#### [Problem]
Copy out each line in the records below that contains the string "white". Matching is case-sensitive.

#### [Provided entries]
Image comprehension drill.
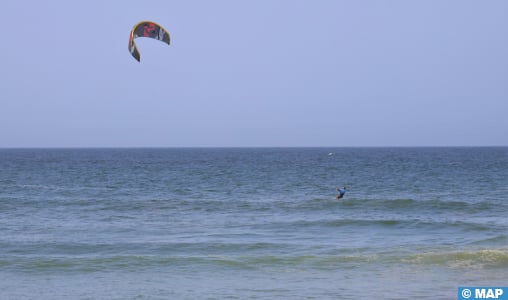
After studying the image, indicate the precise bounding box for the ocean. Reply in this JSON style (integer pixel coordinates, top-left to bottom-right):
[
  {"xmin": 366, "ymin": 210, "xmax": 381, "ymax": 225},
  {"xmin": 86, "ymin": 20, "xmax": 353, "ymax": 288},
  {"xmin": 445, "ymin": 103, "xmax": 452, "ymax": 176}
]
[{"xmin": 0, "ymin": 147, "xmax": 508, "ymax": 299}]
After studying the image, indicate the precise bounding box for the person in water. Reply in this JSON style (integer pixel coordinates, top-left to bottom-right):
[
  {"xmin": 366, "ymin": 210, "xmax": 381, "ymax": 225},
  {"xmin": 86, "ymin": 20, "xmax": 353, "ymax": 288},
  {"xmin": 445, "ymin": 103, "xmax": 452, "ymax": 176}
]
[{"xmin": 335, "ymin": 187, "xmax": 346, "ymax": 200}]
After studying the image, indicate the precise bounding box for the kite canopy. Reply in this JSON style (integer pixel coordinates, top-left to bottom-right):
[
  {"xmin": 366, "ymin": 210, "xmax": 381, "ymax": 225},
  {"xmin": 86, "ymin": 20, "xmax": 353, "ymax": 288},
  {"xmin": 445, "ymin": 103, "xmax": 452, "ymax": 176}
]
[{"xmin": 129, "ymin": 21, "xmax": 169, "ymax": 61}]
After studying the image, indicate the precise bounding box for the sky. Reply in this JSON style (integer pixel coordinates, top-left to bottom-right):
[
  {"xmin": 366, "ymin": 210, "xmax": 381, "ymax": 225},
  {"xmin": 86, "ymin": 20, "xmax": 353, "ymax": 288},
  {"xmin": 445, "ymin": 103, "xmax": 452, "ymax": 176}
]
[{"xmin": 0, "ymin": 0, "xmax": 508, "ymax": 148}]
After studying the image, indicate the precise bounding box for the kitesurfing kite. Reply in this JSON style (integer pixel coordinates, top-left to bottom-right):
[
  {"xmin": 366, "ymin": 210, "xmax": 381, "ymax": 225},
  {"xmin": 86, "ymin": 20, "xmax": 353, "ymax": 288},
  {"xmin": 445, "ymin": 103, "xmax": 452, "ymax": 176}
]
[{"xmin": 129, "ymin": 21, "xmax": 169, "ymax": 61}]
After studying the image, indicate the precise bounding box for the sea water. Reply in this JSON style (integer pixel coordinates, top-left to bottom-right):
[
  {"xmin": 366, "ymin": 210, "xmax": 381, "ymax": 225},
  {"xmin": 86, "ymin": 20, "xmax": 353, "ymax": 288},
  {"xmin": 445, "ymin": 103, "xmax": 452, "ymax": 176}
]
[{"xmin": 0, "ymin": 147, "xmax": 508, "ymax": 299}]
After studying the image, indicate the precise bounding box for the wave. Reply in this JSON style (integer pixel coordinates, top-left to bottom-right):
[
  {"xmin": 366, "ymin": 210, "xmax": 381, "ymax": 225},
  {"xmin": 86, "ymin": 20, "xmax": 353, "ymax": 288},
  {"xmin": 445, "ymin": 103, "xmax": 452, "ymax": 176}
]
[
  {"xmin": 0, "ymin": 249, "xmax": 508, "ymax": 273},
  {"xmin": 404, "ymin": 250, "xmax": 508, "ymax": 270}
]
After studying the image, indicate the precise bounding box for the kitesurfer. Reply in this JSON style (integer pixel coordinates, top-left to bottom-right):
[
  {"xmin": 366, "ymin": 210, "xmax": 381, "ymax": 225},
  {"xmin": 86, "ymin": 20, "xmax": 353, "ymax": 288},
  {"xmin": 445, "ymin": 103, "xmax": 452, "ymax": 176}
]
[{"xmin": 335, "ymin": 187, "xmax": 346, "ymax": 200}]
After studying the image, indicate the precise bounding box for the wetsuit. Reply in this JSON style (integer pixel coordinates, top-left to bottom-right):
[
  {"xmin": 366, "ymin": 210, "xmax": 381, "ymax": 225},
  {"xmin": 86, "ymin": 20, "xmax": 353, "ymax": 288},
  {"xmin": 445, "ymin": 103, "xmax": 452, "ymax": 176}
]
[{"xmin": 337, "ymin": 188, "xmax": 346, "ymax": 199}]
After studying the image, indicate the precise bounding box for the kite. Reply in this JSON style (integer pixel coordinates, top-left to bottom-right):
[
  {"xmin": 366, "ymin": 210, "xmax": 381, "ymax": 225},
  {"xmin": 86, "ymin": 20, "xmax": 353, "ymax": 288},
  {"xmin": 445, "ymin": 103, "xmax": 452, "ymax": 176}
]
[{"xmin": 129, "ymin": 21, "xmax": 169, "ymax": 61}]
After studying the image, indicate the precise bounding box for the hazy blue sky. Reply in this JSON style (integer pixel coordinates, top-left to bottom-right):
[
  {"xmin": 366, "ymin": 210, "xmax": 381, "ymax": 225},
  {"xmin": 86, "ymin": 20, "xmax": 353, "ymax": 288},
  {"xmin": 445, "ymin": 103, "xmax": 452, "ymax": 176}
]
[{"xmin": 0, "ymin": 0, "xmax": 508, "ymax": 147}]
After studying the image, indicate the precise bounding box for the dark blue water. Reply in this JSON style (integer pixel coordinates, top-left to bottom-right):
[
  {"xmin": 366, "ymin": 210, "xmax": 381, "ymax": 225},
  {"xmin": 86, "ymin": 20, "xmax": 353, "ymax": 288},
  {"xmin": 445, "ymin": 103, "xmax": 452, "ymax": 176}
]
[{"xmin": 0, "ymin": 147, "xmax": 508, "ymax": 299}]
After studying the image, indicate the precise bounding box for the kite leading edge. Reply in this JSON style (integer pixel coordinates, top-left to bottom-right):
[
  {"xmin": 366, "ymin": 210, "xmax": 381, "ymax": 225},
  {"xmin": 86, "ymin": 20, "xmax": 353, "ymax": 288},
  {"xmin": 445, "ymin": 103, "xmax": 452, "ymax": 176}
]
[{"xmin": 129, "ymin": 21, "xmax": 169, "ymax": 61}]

==

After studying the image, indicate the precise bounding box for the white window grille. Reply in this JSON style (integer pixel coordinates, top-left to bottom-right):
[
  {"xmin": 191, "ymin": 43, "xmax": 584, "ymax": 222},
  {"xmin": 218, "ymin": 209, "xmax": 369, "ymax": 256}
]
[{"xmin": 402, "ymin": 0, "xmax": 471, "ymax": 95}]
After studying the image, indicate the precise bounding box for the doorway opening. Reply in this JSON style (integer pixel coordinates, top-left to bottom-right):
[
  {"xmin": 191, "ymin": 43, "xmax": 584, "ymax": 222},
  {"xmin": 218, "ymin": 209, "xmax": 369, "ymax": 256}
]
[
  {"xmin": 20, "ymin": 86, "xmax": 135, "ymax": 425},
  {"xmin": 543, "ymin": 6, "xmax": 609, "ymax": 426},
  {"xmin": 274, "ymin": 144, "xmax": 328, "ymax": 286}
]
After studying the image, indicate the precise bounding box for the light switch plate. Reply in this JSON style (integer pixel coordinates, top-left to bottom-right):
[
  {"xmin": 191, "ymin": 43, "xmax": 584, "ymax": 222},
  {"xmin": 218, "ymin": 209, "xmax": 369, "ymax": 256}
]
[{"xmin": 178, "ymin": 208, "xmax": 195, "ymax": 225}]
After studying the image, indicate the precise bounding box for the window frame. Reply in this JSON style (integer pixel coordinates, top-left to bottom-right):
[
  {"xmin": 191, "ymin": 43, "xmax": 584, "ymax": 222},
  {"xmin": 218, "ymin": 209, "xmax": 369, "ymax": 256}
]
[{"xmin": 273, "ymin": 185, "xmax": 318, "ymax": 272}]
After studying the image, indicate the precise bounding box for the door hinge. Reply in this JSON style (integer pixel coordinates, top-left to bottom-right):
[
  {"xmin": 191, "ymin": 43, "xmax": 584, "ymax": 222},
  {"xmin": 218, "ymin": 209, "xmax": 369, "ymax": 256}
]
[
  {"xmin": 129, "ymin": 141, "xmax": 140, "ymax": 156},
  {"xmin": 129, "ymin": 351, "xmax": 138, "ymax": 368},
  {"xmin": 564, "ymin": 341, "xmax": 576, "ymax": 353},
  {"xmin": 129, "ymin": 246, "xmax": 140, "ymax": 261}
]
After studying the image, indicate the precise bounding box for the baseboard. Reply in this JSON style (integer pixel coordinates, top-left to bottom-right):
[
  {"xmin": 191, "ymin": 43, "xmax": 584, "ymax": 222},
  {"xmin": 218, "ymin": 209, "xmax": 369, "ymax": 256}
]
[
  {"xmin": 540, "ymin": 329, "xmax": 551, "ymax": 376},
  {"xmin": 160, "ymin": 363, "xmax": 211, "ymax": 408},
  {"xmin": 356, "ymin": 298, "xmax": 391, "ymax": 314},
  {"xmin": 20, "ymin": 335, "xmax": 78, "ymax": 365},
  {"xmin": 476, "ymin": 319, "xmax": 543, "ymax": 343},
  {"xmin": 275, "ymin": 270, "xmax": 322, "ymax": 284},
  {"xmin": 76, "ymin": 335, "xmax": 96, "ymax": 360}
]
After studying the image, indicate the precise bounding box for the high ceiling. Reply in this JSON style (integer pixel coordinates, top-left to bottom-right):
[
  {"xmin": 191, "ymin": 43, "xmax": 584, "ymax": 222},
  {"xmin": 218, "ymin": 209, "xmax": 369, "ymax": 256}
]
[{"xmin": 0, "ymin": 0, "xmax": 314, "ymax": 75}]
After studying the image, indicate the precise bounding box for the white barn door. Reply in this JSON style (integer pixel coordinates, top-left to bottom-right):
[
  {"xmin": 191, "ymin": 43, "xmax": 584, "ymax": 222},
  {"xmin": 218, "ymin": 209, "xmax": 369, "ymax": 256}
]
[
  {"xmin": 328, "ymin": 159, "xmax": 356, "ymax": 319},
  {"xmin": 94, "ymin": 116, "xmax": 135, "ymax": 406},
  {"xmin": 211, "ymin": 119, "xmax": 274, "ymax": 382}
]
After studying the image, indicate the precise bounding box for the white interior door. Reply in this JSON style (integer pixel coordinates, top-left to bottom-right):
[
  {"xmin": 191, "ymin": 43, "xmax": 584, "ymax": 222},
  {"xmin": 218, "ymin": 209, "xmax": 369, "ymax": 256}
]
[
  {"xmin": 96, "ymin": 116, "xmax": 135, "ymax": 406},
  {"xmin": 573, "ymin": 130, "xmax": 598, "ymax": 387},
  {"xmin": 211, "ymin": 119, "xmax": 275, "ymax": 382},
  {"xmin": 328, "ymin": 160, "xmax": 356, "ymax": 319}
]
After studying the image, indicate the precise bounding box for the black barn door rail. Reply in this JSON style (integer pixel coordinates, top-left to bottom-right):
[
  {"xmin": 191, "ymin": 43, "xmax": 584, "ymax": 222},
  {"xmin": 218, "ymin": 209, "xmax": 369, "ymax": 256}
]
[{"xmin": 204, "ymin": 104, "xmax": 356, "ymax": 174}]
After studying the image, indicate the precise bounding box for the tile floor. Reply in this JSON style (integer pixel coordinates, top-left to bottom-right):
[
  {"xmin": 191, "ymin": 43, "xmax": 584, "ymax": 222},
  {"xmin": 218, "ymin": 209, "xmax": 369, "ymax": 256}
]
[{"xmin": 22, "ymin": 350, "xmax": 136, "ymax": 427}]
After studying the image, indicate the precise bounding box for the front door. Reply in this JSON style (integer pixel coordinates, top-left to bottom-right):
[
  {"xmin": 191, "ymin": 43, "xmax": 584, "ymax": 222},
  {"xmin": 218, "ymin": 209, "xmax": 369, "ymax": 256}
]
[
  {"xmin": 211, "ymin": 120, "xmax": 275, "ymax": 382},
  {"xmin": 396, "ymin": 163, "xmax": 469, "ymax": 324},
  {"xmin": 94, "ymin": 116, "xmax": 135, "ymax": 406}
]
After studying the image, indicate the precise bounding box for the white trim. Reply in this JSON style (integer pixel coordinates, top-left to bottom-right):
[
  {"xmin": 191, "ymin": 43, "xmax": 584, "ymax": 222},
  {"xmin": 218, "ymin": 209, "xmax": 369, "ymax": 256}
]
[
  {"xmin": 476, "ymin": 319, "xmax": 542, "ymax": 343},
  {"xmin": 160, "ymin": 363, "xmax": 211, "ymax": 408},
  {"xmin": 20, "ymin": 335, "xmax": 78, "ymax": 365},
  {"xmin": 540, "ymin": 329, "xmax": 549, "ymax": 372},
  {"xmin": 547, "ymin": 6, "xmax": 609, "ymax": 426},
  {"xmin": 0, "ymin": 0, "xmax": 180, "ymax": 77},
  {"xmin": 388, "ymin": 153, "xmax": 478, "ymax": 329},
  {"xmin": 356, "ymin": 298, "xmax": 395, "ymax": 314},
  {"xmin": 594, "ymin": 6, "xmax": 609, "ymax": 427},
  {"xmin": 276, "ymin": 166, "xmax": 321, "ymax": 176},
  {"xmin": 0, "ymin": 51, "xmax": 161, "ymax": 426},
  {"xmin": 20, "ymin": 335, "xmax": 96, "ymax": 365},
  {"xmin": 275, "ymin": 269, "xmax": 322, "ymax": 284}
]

#### [The result]
After studying the image, indicate the precise bounding box for the white window grille. Reply in this JSON style (integer pixel coordinates, top-left to bottom-right):
After studying the image, indicate the precise bounding box for the white barn door. Reply in this JSON style (integer pixel coordinates, top-left to bottom-right):
After studying the image, indicate the precise bounding box for the white interior door. Reply in this JSON style (integer pixel coordinates, top-left to bottom-right):
After studying the image, indicate the precise bounding box for the white trim. Reply in this JSON style (integer pixel coordinates, top-left to bottom-right):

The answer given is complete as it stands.